BEGIN SUPPLIED INFORMATION

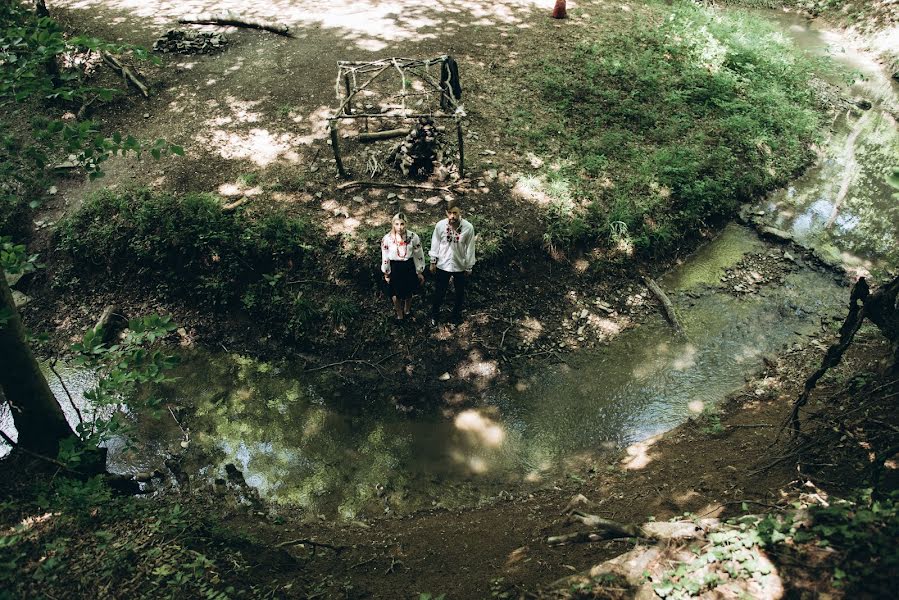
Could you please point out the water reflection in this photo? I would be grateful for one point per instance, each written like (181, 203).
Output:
(843, 206)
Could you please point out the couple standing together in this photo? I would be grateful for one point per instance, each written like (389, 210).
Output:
(451, 254)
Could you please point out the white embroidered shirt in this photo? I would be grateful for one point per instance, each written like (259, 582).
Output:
(405, 248)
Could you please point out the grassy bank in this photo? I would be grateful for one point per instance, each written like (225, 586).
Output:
(188, 247)
(659, 122)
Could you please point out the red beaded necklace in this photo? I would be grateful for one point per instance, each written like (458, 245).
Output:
(401, 245)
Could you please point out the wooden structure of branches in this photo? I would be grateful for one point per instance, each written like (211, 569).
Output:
(416, 89)
(880, 308)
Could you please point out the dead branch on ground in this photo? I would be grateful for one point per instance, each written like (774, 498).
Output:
(388, 185)
(125, 72)
(233, 20)
(666, 304)
(880, 308)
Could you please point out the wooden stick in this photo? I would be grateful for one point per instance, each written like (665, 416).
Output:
(52, 461)
(231, 206)
(395, 115)
(349, 98)
(848, 329)
(666, 304)
(388, 185)
(306, 541)
(235, 21)
(129, 76)
(349, 91)
(52, 366)
(461, 149)
(334, 146)
(383, 135)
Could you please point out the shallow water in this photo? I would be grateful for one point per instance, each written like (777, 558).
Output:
(843, 207)
(300, 447)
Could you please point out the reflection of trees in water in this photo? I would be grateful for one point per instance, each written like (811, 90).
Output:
(287, 443)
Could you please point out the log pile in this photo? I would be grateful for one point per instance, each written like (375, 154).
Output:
(420, 152)
(181, 41)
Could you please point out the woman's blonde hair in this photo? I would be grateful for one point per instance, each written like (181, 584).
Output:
(393, 219)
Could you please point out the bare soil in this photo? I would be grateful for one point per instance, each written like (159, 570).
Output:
(257, 108)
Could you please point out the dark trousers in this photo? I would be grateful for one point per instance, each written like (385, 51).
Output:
(459, 281)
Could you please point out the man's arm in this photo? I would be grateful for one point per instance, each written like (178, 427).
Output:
(469, 251)
(434, 250)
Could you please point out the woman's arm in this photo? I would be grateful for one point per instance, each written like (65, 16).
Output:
(385, 256)
(469, 250)
(418, 254)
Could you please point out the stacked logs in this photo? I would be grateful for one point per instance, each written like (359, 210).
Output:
(182, 41)
(420, 152)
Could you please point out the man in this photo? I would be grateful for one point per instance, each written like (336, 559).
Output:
(452, 257)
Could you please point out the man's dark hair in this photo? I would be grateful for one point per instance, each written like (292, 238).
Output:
(452, 203)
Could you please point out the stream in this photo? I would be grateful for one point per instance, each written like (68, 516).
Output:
(299, 445)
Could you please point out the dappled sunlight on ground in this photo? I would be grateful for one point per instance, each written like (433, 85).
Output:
(479, 371)
(480, 428)
(371, 26)
(686, 358)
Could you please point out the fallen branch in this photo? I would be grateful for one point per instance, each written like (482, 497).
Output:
(666, 304)
(33, 454)
(848, 329)
(308, 542)
(52, 366)
(343, 362)
(231, 206)
(387, 185)
(125, 72)
(387, 134)
(234, 20)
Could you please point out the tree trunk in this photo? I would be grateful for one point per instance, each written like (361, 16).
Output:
(36, 413)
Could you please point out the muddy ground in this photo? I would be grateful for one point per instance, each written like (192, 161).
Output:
(525, 313)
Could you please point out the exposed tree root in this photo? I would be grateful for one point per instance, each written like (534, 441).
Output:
(666, 304)
(127, 73)
(880, 308)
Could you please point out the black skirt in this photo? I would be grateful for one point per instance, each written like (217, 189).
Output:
(403, 279)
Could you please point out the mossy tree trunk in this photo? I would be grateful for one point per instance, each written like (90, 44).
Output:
(36, 413)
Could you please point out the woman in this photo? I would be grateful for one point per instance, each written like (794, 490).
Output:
(403, 265)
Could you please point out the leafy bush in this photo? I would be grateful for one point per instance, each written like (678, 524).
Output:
(189, 247)
(33, 81)
(683, 121)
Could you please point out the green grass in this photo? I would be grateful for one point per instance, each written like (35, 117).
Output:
(668, 124)
(188, 247)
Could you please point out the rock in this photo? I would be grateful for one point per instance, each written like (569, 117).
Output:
(536, 161)
(776, 234)
(13, 278)
(603, 306)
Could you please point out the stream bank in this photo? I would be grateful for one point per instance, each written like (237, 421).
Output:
(467, 551)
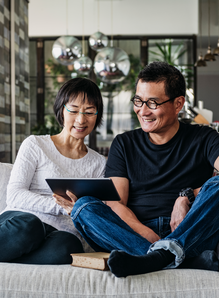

END SUPPLIED INFORMATION

*YOUR OBJECTIVE*.
Every line above needs to be written out again as it stands. Pictures do not belong in the copy.

*REPLY*.
Could you please point out the water reflection in this photo? I would be grateful for one point per instance, each written like (181, 203).
Output:
(843, 206)
Could you please point out the couple standing together in this photo? I would be grateful for one point per instance, each written like (389, 210).
Output:
(451, 254)
Could you please point out the white embroidered shirt in this photo? I would be grateful for one point per instance, each written like (259, 582).
Output:
(405, 248)
Could you please point out the grassy bank in this photo? I would be grateful for one point per instance, each written like (225, 586).
Output:
(188, 247)
(659, 122)
Could you please point out the red beaded necklace in this photo? I would be grateful for one point per instance, each written like (458, 245).
Output:
(401, 245)
Could you please point out the wooden structure of branches in this photo? I would be grateful for one point per instance, each written like (211, 569).
Output:
(416, 89)
(880, 308)
Could you please point out the dead branch on ground in this photo? I would be grateful for one point per instance, each written like (774, 498).
Output:
(388, 185)
(125, 72)
(233, 20)
(666, 304)
(880, 308)
Could you please point out the wooden stick in this photo? I would be grateful for one point per instance, each written like (665, 416).
Output:
(52, 461)
(231, 206)
(395, 115)
(349, 98)
(848, 329)
(666, 304)
(388, 185)
(306, 541)
(235, 21)
(129, 76)
(349, 91)
(52, 366)
(461, 149)
(334, 146)
(383, 135)
Could you please point out the shallow water in this photo? I would be grateful for one point per instance, each written like (777, 558).
Output:
(843, 207)
(300, 447)
Could you please point out the reflection of trees in water in this photo? I would be grateful for one point per instance, each written like (811, 90).
Output:
(287, 443)
Could you please point out the log pile in this photo? I would be grateful for one point per instance, each written like (375, 154).
Output:
(420, 152)
(181, 41)
Could you please point out the woman's blonde hair in this photo? I would be grateful for one point per instance, each written like (181, 584).
Output:
(393, 219)
Could you please point out the bare soil in this photo? I would be grateful for one point per instance, each written like (159, 570).
Output:
(257, 108)
Could you please point out the dark trousers in this photo? I would be grateful for one point per instance, each written like (385, 51).
Output:
(459, 281)
Could you please point out the man's arm in this photo? I would be grateful for one point per instance, each written like (178, 427).
Output:
(469, 251)
(434, 250)
Could you please point out the woman's arm in this photo? I would be grateful for one point per instance, each written like (65, 16).
Output:
(385, 256)
(469, 250)
(418, 254)
Could you please point out the stacked logs in this photo? I would be grateful for one point per instance, each written like (359, 210).
Output:
(182, 41)
(420, 152)
Could you please point out the man in this photo? I would be grateful for one point per instance, each written like (336, 559).
Output:
(452, 257)
Could you please point out the man's dark hair in this photo? I would be grateful for one point per instance, each written like (292, 238).
Output:
(452, 203)
Could you please point out the stream in this photo? I would be grateful for one point per instance, each written like (68, 516).
Output:
(299, 445)
Could you please point out the dappled sunlight on ground in this photo? I would be grateful for one point per instance, each written like (433, 85).
Output:
(479, 371)
(480, 428)
(371, 26)
(686, 358)
Could you please point out the fallen branch in this photo? I would be grateful for one point per instance, each written like (482, 497).
Output:
(666, 304)
(33, 454)
(848, 329)
(308, 542)
(52, 366)
(343, 362)
(231, 206)
(387, 185)
(125, 72)
(387, 134)
(234, 20)
Could you please point out the tree trunk in this photo? I would be grateful for one point per instance, each written like (361, 16).
Output:
(36, 413)
Could you please point out the muddy ground in this photo? I would be grateful for one point per instance, each written like (192, 161).
Output:
(525, 313)
Could you please point out the exposed tree root in this photo? I would be grateful for one point per instance, each written like (534, 441).
Output:
(666, 304)
(127, 73)
(880, 308)
Could you please point out the black skirt in this photo? I would be grateful for one point per instance, each written like (217, 189).
Output:
(403, 279)
Could you please point out the mossy tree trunk in this photo? I would be grateful for one point per instance, each written like (90, 44).
Output:
(36, 413)
Could you please point out the woman in this photo? I would be grateful for one point per instance, each written like (794, 490).
Output:
(403, 265)
Could you please point out the leafy bush in this photo? I would be grateful for one point per instance, each written like (678, 524).
Output:
(189, 247)
(33, 81)
(683, 121)
Could you please point out the green grass in this photo? I would be grateful for one point per instance, each written like (35, 117).
Output:
(668, 124)
(188, 247)
Could you please point out the rock in this photo? I would be grateful for one point per instance, each written like (569, 117).
Output:
(536, 161)
(776, 234)
(13, 278)
(603, 306)
Could you please point out the stream bank in this photo? I would be grateful for one point per instance, each written like (237, 421).
Output:
(467, 551)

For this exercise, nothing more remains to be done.